____ PROVIDED DATA
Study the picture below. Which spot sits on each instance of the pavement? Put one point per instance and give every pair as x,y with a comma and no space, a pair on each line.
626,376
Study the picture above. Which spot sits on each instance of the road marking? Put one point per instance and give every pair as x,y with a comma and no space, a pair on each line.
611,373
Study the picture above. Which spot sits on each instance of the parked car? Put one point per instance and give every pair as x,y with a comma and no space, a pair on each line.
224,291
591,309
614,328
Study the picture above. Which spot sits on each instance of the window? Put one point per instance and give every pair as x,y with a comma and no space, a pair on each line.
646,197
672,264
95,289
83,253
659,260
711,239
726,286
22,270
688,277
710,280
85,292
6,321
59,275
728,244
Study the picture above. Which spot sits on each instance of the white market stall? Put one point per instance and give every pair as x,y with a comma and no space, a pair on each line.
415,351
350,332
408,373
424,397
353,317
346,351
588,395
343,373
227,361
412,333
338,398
________
____ PROVIDED DATA
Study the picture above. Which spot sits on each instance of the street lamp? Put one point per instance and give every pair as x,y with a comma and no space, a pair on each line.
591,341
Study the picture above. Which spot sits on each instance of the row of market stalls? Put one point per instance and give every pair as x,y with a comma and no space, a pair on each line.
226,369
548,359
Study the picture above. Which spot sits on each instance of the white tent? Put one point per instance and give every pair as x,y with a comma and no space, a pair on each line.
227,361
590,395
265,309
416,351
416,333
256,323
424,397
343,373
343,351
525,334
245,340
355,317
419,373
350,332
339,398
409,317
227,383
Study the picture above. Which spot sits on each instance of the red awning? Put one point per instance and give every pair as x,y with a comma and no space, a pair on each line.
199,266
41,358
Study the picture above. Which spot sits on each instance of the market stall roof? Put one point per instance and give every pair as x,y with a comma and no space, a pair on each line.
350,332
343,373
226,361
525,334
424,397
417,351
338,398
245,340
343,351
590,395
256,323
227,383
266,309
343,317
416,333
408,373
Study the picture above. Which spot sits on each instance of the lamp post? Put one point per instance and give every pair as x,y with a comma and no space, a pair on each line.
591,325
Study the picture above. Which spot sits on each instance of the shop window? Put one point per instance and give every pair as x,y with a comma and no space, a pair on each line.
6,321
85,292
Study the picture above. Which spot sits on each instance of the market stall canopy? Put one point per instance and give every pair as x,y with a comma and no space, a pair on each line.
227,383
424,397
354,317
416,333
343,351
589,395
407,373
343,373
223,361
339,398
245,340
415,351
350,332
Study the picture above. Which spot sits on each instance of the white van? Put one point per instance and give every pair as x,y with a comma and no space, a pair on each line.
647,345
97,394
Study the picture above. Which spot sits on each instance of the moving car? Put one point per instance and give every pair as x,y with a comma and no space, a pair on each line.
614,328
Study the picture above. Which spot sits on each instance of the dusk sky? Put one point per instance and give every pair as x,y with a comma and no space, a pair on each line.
________
• [EXERCISE DETAILS]:
Taking the entries above, restate exactly those lines that fall between the line with "of the moving" and the line with "of the dusk", keeping both of those lines too.

• [OUTPUT OF THE TASK]:
Study the picture above. Which spot sits on each instance of the moving car? Put one point per instance and give every pair as x,y with a comma and no space, a pair on each line.
614,328
Study the picture above. Which spot sits on each instance of the dusk sky? Put one point per instance and give every pair as x,y with a comma and no space, a pair on each line.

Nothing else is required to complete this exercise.